Your objective:
Format the lines starting at the one containing "of the exterior" and running through the last line as a two-column CSV with the headers text and answer, one row for each text paired with its answer. Put each text and each answer in a single quoted field, turning any line breaks into spaces.

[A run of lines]
>> begin
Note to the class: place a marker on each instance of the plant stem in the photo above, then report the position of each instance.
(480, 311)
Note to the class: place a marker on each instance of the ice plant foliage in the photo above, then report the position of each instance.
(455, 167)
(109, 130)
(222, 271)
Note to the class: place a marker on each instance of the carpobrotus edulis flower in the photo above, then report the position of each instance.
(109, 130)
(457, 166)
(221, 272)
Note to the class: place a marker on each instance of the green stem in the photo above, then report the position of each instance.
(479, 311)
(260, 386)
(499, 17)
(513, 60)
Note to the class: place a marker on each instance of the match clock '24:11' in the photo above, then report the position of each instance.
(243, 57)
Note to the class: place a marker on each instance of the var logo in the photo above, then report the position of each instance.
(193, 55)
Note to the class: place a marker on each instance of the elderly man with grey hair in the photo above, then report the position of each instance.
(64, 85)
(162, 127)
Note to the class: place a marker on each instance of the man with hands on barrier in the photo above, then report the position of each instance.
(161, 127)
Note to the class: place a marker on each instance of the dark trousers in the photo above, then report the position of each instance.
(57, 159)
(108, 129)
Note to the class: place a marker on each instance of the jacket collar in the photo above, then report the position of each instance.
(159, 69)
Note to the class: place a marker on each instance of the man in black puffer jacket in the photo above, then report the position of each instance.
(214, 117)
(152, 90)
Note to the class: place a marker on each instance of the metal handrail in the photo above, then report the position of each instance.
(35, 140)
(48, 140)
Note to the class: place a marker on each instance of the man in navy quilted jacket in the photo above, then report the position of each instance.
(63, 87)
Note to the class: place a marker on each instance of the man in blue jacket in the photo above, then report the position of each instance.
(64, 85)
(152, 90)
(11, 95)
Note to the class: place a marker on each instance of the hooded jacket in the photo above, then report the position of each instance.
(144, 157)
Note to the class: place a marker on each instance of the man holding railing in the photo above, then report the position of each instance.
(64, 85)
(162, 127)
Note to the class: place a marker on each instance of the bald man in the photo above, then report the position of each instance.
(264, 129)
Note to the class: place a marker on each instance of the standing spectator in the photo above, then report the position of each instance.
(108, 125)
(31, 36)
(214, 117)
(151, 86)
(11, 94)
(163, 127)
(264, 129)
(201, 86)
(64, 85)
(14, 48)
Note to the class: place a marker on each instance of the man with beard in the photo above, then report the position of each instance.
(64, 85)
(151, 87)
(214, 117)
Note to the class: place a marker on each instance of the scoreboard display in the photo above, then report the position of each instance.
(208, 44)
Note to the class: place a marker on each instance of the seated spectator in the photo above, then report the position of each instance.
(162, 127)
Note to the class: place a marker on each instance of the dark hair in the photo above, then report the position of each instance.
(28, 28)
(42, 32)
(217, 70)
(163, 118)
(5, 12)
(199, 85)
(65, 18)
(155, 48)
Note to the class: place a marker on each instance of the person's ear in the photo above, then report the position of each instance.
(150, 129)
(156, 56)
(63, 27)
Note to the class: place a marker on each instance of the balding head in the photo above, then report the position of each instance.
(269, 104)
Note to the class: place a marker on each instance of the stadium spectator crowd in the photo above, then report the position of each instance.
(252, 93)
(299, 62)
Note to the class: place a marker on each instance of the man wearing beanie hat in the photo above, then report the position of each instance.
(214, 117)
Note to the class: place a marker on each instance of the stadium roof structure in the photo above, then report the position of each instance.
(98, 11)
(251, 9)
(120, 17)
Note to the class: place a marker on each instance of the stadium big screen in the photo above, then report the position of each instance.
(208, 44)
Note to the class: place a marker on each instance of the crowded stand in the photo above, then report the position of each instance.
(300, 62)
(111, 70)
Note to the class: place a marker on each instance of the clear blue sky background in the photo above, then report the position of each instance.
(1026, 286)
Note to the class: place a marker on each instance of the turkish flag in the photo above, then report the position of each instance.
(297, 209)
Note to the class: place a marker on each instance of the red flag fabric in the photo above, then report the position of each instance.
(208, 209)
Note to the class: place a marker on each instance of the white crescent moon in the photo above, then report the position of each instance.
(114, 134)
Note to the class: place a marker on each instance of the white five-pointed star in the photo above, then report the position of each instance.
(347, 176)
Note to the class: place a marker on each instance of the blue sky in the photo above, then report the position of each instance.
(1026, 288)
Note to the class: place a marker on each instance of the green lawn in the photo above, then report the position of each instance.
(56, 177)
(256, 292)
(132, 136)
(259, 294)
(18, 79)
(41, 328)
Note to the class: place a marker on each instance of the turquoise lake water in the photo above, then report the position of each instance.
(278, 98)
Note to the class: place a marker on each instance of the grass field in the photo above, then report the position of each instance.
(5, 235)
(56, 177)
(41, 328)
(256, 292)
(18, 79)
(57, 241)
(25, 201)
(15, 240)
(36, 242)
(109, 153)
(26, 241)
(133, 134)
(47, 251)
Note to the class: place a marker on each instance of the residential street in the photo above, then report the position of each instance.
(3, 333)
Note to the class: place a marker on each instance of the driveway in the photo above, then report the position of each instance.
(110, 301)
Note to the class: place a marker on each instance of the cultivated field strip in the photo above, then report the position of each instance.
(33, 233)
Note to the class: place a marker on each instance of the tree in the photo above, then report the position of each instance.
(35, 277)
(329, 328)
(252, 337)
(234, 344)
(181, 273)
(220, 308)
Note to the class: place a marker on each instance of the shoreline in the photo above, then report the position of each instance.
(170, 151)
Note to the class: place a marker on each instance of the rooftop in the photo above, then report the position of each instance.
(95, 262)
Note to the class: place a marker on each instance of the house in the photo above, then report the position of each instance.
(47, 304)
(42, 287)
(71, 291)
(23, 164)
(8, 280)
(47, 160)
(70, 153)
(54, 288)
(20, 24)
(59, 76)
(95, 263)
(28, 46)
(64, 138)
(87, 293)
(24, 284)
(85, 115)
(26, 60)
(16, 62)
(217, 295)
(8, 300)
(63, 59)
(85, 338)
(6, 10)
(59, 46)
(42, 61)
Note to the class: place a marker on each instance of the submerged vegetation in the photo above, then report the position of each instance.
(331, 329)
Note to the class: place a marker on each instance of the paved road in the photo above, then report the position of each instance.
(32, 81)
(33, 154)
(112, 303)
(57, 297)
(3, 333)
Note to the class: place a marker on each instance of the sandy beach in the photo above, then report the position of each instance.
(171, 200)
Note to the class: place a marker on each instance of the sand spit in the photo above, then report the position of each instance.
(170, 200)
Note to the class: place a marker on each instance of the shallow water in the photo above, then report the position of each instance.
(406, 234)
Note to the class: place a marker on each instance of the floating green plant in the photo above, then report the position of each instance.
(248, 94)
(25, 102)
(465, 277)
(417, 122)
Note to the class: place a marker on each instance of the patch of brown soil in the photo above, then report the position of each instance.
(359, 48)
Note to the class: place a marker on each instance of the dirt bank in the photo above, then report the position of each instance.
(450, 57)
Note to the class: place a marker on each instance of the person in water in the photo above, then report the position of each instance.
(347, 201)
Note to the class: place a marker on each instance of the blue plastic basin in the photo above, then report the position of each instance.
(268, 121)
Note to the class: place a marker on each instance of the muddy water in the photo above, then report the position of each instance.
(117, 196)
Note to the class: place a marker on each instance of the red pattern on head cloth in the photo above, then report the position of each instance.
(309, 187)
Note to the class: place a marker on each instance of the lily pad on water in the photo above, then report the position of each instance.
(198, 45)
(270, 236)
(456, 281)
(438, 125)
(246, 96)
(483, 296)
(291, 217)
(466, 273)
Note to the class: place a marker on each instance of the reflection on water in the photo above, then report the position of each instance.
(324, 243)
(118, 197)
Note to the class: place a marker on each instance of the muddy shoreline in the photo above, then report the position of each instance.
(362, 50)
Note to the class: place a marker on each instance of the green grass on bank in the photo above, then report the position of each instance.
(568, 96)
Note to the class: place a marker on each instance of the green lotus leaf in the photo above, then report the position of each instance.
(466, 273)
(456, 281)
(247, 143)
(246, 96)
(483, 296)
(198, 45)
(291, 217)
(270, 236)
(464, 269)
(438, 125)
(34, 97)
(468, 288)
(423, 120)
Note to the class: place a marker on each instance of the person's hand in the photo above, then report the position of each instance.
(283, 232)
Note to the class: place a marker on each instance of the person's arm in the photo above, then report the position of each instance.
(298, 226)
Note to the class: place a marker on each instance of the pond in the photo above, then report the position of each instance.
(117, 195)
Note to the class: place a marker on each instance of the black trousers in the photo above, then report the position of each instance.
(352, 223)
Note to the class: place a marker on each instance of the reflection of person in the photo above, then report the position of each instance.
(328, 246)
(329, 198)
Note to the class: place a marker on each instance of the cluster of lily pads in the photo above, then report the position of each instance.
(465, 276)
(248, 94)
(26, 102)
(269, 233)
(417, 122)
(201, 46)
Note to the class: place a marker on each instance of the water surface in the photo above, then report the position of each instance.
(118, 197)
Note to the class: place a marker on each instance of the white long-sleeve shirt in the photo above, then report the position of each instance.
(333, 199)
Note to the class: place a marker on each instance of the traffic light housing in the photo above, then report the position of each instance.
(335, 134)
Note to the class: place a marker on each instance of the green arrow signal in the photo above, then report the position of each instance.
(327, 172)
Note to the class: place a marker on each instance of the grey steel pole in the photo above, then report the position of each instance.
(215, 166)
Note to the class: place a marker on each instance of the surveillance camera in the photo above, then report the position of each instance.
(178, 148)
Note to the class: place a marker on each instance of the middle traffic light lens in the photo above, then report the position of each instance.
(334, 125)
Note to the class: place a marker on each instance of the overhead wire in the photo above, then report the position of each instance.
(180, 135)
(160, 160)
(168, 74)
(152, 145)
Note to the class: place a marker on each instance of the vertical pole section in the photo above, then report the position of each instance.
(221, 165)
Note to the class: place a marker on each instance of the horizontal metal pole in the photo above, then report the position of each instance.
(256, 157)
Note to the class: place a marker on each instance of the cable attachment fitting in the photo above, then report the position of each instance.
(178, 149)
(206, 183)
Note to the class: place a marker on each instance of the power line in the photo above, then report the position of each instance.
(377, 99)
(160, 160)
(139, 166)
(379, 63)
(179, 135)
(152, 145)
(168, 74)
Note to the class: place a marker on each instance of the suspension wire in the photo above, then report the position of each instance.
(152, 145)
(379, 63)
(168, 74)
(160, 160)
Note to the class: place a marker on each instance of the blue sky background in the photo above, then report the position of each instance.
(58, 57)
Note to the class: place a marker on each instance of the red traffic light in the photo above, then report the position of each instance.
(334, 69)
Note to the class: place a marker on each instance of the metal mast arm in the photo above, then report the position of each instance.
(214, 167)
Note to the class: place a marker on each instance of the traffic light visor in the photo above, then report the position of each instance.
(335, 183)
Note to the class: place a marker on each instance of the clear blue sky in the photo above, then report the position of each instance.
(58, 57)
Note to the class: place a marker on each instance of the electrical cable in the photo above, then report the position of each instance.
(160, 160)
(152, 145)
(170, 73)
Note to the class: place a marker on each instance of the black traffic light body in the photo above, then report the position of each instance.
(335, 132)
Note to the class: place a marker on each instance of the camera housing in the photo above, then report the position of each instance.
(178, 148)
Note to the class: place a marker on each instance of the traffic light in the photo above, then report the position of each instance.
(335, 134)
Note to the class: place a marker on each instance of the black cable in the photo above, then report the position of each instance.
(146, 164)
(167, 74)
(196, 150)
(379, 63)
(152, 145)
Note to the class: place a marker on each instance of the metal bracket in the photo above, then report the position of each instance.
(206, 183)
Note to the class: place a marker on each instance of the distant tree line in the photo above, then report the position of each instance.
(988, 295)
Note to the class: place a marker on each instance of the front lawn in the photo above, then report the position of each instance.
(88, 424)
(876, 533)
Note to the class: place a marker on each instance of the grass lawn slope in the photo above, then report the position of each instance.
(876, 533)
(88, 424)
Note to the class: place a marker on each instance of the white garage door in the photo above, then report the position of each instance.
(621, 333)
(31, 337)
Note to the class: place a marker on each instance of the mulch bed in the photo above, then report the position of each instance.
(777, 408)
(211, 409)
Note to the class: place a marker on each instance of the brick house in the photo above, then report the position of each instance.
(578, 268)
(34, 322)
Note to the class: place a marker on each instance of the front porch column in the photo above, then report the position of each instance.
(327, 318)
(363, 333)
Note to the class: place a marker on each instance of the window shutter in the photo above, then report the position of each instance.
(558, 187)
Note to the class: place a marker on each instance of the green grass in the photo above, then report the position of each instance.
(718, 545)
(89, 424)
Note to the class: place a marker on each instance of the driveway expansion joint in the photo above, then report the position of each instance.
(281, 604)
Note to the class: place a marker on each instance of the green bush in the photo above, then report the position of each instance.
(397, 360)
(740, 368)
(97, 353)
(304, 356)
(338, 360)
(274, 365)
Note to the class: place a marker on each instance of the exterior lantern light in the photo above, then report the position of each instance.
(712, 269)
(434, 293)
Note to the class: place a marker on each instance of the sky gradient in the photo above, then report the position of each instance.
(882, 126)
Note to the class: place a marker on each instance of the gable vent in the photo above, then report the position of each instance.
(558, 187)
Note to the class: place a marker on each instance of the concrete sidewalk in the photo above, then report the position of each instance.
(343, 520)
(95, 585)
>> end
Reply to the exercise:
text,answer
"Note to the class: place a marker on each instance of the exterior lantern light in the photo above, then report the position of each instance.","(712, 269) (434, 293)"
"Note to the class: place a marker on each instance of the sky gradient in the photo above, then report the position of each instance.","(882, 126)"
"Note to the class: place a marker on each instance of the gable vent in the photo above, then report the position of each instance.","(558, 187)"
"Note to the class: place a marker on each instance of the concrete sidewalk in the photo above, then report the position of each instance.","(343, 520) (95, 585)"